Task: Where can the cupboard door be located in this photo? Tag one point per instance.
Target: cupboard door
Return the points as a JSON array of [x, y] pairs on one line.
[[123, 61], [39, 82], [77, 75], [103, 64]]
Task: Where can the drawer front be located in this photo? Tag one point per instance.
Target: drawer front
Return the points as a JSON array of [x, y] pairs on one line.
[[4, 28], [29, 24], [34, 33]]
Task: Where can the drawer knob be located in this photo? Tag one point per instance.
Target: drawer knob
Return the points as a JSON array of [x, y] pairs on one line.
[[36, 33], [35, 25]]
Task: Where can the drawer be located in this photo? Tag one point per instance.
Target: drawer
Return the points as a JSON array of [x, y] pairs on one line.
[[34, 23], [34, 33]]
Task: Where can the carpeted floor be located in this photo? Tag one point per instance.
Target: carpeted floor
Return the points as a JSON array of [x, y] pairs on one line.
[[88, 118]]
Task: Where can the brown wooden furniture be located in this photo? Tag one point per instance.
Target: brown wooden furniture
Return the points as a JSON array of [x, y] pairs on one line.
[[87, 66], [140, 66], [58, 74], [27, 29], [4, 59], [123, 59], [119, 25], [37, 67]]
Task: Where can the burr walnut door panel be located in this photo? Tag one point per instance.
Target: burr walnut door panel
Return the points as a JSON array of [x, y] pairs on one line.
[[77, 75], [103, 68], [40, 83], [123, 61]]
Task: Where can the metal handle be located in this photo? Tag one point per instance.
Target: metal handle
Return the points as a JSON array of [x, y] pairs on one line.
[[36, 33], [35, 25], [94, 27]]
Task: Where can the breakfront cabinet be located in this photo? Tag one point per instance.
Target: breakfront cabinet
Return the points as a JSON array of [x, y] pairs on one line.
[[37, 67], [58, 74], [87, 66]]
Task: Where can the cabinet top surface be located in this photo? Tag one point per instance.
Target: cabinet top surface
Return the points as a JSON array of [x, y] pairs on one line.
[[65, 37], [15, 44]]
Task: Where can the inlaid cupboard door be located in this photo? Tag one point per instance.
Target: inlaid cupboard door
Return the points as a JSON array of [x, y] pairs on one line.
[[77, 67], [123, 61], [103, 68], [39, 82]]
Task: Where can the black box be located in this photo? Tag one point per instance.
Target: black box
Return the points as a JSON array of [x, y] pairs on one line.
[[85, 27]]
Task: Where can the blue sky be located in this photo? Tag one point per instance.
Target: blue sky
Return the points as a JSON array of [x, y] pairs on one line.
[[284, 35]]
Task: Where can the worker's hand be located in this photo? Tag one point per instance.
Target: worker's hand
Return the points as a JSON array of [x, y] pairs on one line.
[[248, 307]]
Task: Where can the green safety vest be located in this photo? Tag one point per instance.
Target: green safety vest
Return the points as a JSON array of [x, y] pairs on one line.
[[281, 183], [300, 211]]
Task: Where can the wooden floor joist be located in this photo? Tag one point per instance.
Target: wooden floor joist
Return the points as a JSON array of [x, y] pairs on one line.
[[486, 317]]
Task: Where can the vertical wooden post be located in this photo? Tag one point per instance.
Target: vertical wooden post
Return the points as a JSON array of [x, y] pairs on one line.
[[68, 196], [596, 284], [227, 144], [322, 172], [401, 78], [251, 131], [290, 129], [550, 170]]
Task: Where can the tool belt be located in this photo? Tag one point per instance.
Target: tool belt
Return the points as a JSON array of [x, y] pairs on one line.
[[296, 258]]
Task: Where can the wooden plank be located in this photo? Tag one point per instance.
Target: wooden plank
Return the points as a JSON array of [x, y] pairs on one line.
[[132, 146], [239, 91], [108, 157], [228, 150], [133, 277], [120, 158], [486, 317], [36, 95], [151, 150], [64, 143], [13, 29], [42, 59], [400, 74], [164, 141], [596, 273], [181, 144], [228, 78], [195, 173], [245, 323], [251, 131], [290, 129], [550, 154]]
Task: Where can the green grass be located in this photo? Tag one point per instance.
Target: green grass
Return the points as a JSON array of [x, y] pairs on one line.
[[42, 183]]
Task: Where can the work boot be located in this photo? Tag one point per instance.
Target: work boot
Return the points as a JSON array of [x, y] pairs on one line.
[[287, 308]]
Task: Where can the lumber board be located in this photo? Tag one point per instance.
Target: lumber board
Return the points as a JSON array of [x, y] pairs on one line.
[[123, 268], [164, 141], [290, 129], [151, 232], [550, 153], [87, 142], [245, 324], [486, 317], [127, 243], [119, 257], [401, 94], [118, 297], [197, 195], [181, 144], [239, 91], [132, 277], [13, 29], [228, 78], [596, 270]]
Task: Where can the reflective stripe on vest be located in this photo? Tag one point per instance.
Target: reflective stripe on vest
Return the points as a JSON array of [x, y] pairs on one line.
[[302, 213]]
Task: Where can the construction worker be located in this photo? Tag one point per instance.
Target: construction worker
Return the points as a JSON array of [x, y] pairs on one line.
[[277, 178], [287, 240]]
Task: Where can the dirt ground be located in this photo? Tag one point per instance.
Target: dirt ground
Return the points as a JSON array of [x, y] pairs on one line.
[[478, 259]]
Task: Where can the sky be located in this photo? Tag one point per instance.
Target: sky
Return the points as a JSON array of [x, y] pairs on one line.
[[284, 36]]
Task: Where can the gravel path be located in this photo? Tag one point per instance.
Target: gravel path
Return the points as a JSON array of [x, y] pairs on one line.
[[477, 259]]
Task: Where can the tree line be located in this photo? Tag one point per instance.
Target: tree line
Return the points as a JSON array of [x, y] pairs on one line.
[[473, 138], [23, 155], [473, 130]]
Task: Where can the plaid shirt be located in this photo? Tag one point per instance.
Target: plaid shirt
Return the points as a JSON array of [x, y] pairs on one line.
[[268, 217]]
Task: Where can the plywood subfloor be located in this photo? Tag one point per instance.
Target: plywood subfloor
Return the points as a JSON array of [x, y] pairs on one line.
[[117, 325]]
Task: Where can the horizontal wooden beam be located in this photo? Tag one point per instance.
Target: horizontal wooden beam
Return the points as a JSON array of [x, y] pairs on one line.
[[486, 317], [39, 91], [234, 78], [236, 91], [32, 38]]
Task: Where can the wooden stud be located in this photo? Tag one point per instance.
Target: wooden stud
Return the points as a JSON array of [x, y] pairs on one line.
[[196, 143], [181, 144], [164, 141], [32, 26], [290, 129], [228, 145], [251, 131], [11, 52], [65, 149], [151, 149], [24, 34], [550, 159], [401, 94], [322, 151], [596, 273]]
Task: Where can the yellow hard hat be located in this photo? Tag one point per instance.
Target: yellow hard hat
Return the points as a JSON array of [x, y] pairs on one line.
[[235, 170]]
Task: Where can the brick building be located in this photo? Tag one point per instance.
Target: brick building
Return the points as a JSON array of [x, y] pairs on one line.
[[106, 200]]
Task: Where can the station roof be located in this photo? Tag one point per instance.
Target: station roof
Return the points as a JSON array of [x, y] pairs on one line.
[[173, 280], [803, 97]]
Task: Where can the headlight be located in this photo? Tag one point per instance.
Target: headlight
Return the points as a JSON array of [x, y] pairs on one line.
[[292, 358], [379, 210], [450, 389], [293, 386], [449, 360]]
* * * *
### Action item
In the data above, find each line that uses the string "ground". Copy it.

### Written solution
Task: Where can the dirt ground be located in this photo? Tag one point per instance.
Target: dirt ground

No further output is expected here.